Which lines of the records below contain the string "white"? Report each of them.
------ Information supplied
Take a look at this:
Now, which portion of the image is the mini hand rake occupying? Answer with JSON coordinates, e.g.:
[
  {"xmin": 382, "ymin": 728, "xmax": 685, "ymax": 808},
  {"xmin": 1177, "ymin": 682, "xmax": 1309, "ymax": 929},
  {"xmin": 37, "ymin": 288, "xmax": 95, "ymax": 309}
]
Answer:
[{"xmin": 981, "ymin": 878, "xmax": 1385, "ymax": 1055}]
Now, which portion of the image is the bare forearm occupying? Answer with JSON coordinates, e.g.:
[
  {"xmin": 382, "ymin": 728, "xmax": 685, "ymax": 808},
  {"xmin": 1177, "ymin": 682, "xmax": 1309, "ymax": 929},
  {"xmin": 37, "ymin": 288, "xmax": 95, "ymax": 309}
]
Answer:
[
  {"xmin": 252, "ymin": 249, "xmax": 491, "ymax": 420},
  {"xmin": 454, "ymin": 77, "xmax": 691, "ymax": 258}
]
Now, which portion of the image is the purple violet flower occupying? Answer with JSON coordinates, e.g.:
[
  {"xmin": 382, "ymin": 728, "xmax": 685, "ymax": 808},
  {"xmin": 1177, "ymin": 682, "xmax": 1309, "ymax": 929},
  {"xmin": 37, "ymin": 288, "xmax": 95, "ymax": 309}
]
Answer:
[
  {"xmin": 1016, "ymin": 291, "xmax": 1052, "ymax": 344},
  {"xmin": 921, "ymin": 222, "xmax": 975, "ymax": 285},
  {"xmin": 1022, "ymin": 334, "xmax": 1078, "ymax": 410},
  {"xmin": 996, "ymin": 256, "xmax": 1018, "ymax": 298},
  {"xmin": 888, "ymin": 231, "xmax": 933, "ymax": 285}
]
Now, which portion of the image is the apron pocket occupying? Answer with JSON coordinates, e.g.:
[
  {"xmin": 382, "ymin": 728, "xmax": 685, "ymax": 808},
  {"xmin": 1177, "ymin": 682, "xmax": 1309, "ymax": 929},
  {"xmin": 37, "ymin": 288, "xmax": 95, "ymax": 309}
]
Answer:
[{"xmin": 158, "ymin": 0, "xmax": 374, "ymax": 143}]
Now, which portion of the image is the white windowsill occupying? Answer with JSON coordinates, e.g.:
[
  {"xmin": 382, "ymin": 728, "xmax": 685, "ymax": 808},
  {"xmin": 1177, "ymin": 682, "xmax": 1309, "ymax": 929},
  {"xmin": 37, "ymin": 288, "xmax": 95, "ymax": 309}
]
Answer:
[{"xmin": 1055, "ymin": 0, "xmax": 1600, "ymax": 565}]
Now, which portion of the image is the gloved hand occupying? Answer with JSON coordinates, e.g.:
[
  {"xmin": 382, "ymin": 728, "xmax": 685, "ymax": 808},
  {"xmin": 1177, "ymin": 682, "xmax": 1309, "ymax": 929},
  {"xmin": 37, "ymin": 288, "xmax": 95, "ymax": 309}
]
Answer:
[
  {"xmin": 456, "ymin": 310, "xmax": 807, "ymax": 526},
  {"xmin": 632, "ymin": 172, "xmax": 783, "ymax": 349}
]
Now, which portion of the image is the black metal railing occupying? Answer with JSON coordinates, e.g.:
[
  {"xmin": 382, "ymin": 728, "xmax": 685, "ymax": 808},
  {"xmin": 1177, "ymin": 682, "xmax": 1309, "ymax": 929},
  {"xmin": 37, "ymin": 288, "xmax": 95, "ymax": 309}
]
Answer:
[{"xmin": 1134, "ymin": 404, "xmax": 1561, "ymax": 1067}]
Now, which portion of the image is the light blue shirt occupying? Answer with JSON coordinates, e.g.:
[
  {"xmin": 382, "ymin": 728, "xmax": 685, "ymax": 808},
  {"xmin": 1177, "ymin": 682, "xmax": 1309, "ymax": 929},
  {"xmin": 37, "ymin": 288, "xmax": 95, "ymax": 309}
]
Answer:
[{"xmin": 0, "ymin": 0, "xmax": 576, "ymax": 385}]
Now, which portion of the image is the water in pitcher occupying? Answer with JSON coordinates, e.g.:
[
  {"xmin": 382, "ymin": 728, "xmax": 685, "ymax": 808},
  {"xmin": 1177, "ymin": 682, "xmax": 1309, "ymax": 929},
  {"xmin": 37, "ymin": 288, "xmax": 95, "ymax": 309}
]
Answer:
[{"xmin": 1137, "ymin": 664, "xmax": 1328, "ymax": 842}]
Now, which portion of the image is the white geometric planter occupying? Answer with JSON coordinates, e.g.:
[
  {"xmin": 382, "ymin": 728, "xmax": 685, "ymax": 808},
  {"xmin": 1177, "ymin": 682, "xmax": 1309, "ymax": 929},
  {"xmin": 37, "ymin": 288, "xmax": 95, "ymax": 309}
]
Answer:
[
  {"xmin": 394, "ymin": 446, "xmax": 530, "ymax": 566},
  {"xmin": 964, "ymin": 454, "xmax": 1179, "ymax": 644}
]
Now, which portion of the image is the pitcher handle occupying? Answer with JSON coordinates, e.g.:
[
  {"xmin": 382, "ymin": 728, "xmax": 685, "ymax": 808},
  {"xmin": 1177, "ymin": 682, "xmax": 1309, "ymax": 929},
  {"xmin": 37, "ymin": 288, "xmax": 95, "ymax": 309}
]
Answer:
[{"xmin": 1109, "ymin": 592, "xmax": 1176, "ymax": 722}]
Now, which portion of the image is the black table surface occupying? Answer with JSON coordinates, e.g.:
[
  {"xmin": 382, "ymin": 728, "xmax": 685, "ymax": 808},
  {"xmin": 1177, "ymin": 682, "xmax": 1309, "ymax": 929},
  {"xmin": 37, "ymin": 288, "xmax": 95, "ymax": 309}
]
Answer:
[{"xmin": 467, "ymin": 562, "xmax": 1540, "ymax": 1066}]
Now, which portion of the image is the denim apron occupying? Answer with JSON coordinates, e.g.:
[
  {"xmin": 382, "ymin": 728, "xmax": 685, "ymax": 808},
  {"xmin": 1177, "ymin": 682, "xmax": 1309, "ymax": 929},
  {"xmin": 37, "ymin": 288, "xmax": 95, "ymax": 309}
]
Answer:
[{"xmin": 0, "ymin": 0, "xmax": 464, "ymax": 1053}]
------------
Solved problem:
Now, which portion of the image is the white windowsill occupying? Answer with JSON coordinates, e.g.:
Now, which portion of the image is the white geometric planter occupying? Answer with JSON coordinates, e.g.:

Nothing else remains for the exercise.